Objective >>
Return the lines of the rows below without any change, starting at the line that contains "tag=beef chunk" and ending at the final line of the rows, both included.

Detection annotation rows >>
______

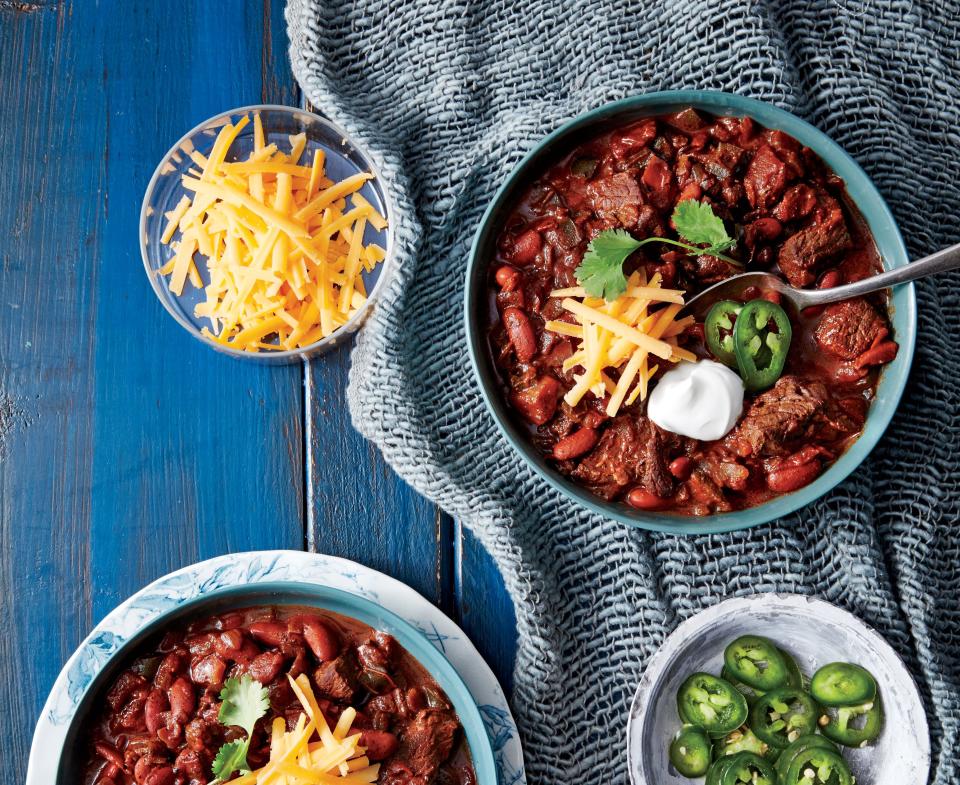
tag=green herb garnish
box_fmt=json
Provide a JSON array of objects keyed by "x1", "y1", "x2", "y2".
[
  {"x1": 213, "y1": 674, "x2": 270, "y2": 782},
  {"x1": 575, "y1": 199, "x2": 740, "y2": 302}
]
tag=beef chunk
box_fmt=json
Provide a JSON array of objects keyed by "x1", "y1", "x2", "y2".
[
  {"x1": 778, "y1": 194, "x2": 850, "y2": 286},
  {"x1": 573, "y1": 414, "x2": 677, "y2": 499},
  {"x1": 815, "y1": 298, "x2": 888, "y2": 360},
  {"x1": 743, "y1": 144, "x2": 795, "y2": 210},
  {"x1": 396, "y1": 709, "x2": 458, "y2": 782},
  {"x1": 587, "y1": 172, "x2": 643, "y2": 229},
  {"x1": 313, "y1": 649, "x2": 359, "y2": 703},
  {"x1": 726, "y1": 376, "x2": 827, "y2": 457}
]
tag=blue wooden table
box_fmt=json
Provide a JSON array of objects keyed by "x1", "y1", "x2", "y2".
[{"x1": 0, "y1": 0, "x2": 515, "y2": 782}]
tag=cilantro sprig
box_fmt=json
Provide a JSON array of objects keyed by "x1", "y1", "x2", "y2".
[
  {"x1": 213, "y1": 674, "x2": 270, "y2": 782},
  {"x1": 574, "y1": 199, "x2": 740, "y2": 302}
]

______

Exercise response >>
tag=beef chunk
box_fmt=json
Provide a JSON array of objects keyed by "x1", "y1", "x2", "y2".
[
  {"x1": 778, "y1": 194, "x2": 850, "y2": 286},
  {"x1": 573, "y1": 414, "x2": 677, "y2": 499},
  {"x1": 815, "y1": 298, "x2": 888, "y2": 360},
  {"x1": 743, "y1": 144, "x2": 795, "y2": 210},
  {"x1": 396, "y1": 709, "x2": 458, "y2": 782},
  {"x1": 587, "y1": 172, "x2": 643, "y2": 229},
  {"x1": 313, "y1": 649, "x2": 359, "y2": 703},
  {"x1": 726, "y1": 376, "x2": 827, "y2": 457}
]
tag=blue wooden table
box_fmt=json
Provide a JSON array of objects keyed by "x1", "y1", "x2", "y2".
[{"x1": 0, "y1": 0, "x2": 515, "y2": 782}]
tag=cilantro sprig
box_fmt=json
Provide a JSON array of objects keyed by "x1", "y1", "x2", "y2".
[
  {"x1": 213, "y1": 674, "x2": 270, "y2": 782},
  {"x1": 574, "y1": 199, "x2": 740, "y2": 302}
]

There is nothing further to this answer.